### Text shown
#####

Christopher Bell Erwin (born April 26, 1962) is an American politician. He is affiliated with the Republican Party, and was elected a member of the Georgia House of Representatives in 2018. Erwin represents the 28th district, which covers the entirety of Banks County and Stephens County, as well as the eastern region of Habersham County in northeast Georgia.

==Pre-political career==
Before becoming a representative, Erwin was a business director for Carroll Daniel Construction Company, and a school administrator in Carroll and Henry counties. He was the superintendent of the Banks County School System for eleven years. Erwin was named Banks County Citizen of the Year in 2006, and was voted Georgia School Superintendent of the Year in 2013.

#####

### Information shown
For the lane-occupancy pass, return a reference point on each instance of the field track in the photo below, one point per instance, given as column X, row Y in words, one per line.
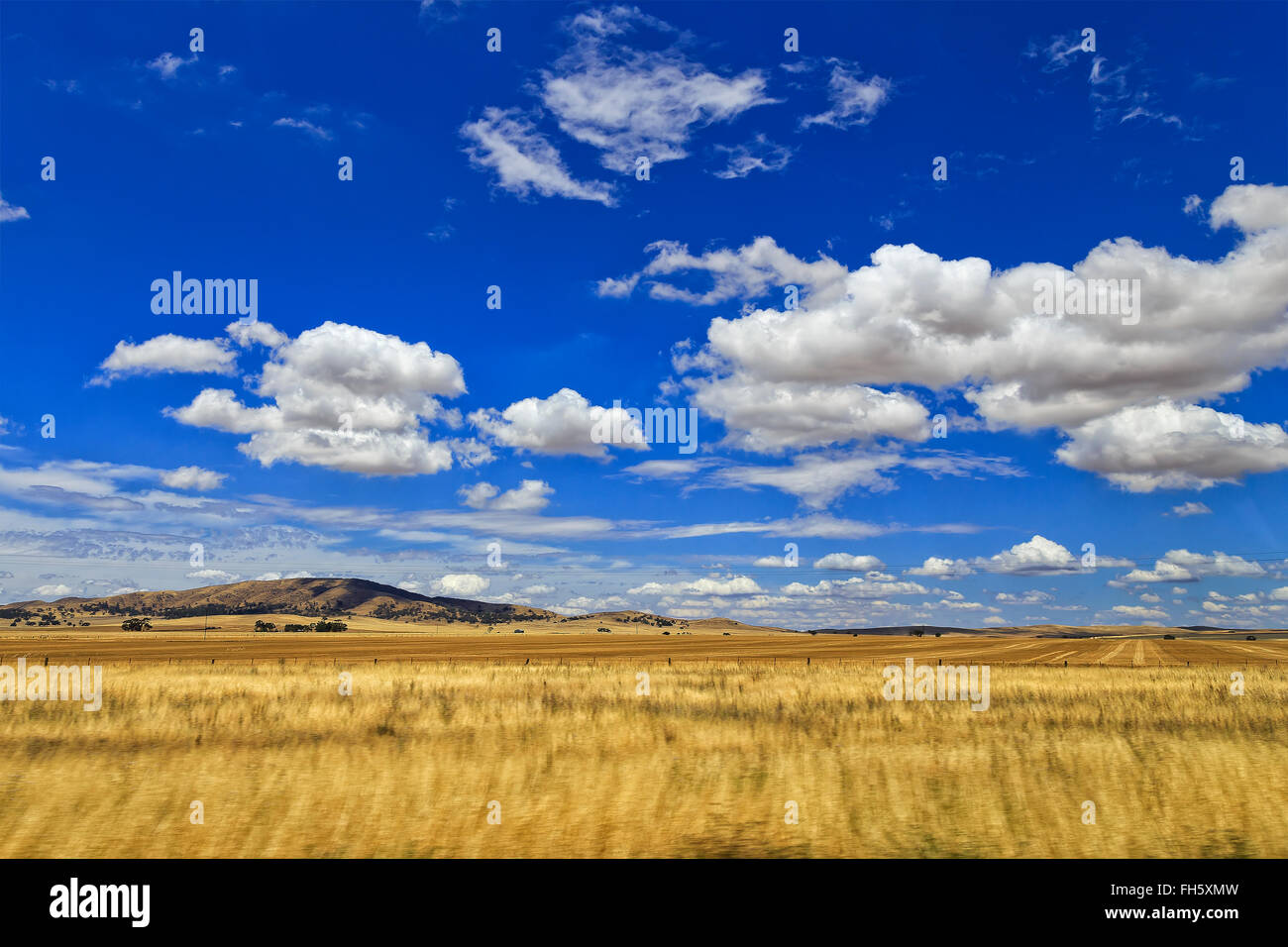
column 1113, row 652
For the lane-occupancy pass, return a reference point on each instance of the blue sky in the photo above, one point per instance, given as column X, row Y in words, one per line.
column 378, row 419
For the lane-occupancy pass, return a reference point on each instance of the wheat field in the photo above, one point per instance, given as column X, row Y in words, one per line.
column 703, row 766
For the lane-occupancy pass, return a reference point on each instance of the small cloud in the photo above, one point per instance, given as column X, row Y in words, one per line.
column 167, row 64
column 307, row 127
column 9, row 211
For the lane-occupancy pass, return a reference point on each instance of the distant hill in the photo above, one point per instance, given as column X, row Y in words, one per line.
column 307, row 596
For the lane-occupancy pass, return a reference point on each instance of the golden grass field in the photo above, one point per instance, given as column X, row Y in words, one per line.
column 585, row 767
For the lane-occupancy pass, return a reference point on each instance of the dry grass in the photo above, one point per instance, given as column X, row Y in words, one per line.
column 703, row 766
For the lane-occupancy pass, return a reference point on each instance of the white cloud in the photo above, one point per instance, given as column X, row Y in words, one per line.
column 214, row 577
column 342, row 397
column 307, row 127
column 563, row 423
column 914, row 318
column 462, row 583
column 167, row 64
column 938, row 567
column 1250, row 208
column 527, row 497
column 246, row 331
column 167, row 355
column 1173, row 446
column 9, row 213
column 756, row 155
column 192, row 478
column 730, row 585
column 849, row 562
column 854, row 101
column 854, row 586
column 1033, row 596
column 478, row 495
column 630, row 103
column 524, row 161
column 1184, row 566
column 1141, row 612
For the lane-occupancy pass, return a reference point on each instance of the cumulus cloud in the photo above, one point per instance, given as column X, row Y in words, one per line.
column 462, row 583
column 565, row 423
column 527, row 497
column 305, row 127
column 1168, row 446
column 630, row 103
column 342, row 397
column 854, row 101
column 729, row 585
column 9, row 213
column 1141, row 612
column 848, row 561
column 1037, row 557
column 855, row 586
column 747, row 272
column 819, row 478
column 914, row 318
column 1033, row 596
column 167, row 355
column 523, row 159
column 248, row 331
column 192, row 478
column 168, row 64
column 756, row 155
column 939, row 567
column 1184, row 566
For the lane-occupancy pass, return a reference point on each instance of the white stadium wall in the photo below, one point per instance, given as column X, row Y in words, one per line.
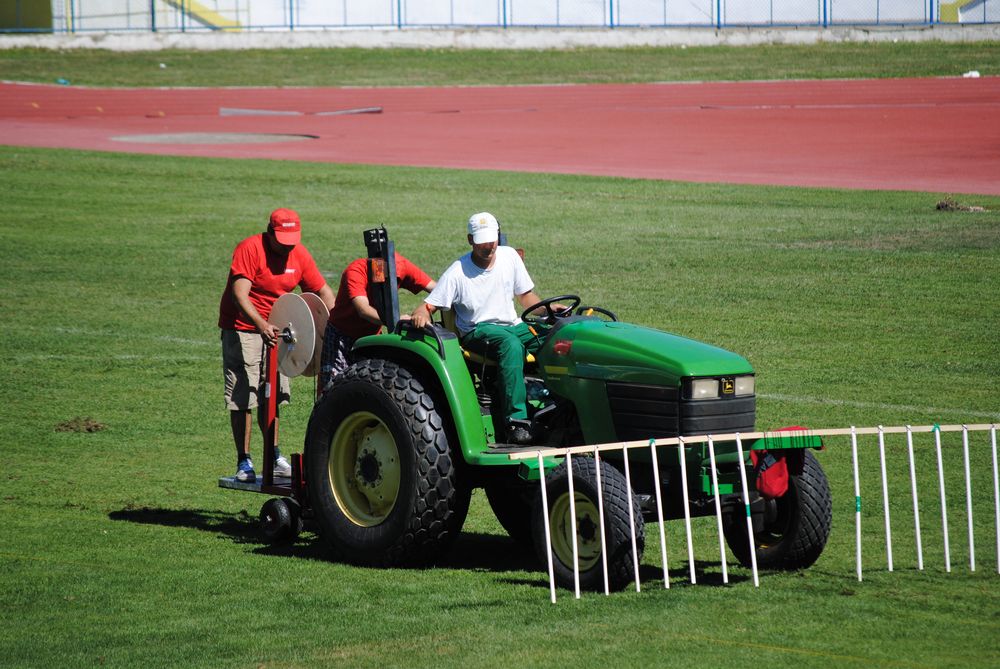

#####

### Your tasks
(1) In the Erwin biography, switch "business director" to "project manager" and write out the stretch from "Christopher Bell Erwin" through "Year in 2013.".
(2) Answer these questions using the Erwin biography:
(a) Which district of the Georgia House of Representatives does Erwin represent?
(b) For how many years was he superintendent of the Banks County School System?
(c) In what year was he named Banks County Citizen of the Year?
(3) Extend the Erwin biography by writing what comes after its final sentence.
The records were gathered from an unrelated source.

### Final results
(1)
Christopher Bell Erwin (born April 26, 1962) is an American politician. He is affiliated with the Republican Party, and was elected a member of the Georgia House of Representatives in 2018. Erwin represents the 28th district, which covers the entirety of Banks County and Stephens County, as well as the eastern region of Habersham County in northeast Georgia.

==Pre-political career==
Before becoming a representative, Erwin was a project manager for Carroll Daniel Construction Company, and a school administrator in Carroll and Henry counties. He was the superintendent of the Banks County School System for eleven years. Erwin was named Banks County Citizen of the Year in 2006, and was voted Georgia School Superintendent of the Year in 2013.

(2)
(a) The 28th district.
(b) Eleven years.
(c) 2006.

(3)
== Political career ==
Erwin initially defeated incumbent Dan Gasaway in a close election in the May 22, 2018 Republican primary. Gasaway challenged the results, claiming that there were votes cast outside of the district for the election. Stacey Abrams cited the election as an example of election fraud under Georgia Secretary of State Brian Kemp, her opponent in the 2018 Georgia gubernatorial election. A judge for Banks County ruled in favor of Gasaway's challenge and a special election was held on December 4, 2018. Erwin won the race by a closer margin of two votes. After being sworn in as the new representative, Erwin was temporarily removed from the House, due to a court order allowing Gasaway to challenge the results again. A final election was held April 9, 2019, in which Erwin won with 75% of the vote.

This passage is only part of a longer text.